Task instructions: Copy the data below line for line, without changing anything.

Records

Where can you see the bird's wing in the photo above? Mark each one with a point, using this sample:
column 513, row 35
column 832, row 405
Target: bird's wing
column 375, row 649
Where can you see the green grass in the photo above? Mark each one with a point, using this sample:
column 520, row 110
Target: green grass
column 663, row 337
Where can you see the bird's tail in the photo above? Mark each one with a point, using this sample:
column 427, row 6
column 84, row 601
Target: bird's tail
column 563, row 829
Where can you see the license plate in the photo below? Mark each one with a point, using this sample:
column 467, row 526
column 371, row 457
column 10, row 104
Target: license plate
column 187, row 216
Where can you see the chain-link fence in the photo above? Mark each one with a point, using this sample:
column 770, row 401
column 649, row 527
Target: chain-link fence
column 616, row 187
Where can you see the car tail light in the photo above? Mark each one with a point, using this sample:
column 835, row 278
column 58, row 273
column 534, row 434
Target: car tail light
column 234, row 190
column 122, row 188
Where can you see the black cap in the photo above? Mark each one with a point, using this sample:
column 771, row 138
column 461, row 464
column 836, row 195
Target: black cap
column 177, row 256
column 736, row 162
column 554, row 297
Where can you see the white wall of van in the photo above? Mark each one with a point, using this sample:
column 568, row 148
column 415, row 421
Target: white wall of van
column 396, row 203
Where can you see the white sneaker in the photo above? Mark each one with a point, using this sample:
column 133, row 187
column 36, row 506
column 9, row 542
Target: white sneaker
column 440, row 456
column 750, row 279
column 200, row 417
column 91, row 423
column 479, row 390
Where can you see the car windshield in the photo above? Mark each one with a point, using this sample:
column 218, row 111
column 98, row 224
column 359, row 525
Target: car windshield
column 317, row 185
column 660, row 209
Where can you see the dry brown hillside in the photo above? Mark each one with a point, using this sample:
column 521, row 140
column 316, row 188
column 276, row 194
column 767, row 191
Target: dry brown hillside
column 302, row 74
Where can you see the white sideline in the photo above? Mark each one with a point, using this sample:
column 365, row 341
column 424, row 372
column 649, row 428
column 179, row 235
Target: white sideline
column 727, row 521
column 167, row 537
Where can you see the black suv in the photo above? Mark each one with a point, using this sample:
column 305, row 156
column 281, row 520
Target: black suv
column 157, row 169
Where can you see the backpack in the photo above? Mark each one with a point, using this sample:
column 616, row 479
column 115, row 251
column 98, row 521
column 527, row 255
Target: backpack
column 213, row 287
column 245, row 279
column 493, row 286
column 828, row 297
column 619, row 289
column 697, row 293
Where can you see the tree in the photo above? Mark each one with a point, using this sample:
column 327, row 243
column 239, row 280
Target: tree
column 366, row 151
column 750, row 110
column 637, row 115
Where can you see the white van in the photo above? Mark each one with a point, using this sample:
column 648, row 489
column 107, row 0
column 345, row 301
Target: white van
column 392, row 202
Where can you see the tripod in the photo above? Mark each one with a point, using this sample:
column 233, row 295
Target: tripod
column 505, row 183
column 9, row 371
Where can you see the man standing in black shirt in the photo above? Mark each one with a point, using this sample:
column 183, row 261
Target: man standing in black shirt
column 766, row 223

Result below:
Where can you see the bird's wing in the photo above? Mark each one with a point, using this sample:
column 513, row 35
column 832, row 405
Target: bird's wing
column 375, row 649
Where can you see the green grass in the photo above? Mark each one with a point, using this sample:
column 520, row 110
Target: green grass
column 663, row 337
Where can you see the bird's tail in the photo above? Mark each one with a point, using this sample:
column 427, row 6
column 84, row 601
Target: bird's tail
column 563, row 829
Where can you see the license plate in the photo below? Mark each one with a point, using this sample:
column 467, row 526
column 371, row 457
column 10, row 104
Target: license plate
column 187, row 216
Where can you see the chain-link fence in the photo above? Mark each one with a point, using this sample:
column 770, row 401
column 649, row 527
Target: chain-link fence
column 616, row 187
Where can you see the car tail light in the photo above? Mark each one with a point, using this sample:
column 835, row 278
column 58, row 273
column 534, row 434
Target: car tail light
column 234, row 190
column 122, row 188
Where can you see the black cap in the photo above? Mark each one with a point, using this sample:
column 771, row 138
column 461, row 464
column 836, row 195
Target: black cap
column 177, row 256
column 736, row 162
column 554, row 297
Where can you see the white wall of van in the photo above? Mark each one with a point, using this sample:
column 568, row 148
column 415, row 421
Target: white wall of van
column 396, row 203
Where can you see the white sneaker in the photo above? Mark each one with a point, using this sample:
column 133, row 187
column 36, row 506
column 9, row 542
Target: white sneaker
column 440, row 456
column 750, row 279
column 200, row 417
column 91, row 423
column 479, row 390
Where can you see the car windshield in the photo above? Mark each one with a point, using this sample:
column 218, row 111
column 98, row 224
column 359, row 525
Target: car windshield
column 317, row 185
column 660, row 209
Where can you see the dry brown hillside in the photo above? Mark each one with a point, using this sample:
column 521, row 140
column 316, row 188
column 276, row 194
column 767, row 191
Target: dry brown hillside
column 302, row 74
Where can you see the white sideline in the photo above? Mark each one with a point, using this sample:
column 365, row 341
column 424, row 372
column 649, row 428
column 179, row 235
Target: white sideline
column 727, row 521
column 167, row 537
Where can you see the black suv in the photo above? Mark each one with a point, using this sample:
column 305, row 156
column 281, row 520
Target: black suv
column 157, row 169
Where can you see the backpack in the photo above? Mark each one with a point, using this sample:
column 616, row 479
column 115, row 251
column 98, row 521
column 527, row 255
Target: backpack
column 213, row 287
column 245, row 279
column 493, row 286
column 828, row 297
column 619, row 289
column 697, row 293
Where can you see the tree in the photo above? Mark each one with a point, using this sample:
column 327, row 243
column 239, row 280
Target: tree
column 366, row 151
column 750, row 110
column 637, row 115
Where can you see the white van in the photo above? Mark each one with a point, using this sample:
column 648, row 489
column 107, row 0
column 345, row 301
Target: white van
column 392, row 202
Where can you see the tripod in the photo above? Mark each one with a point, using this sample:
column 233, row 295
Target: tripod
column 505, row 183
column 9, row 371
Where can you see the man standing in black shirt in the photo above? Mark each one with a point, using this sample:
column 183, row 261
Target: man standing in black shirt
column 766, row 223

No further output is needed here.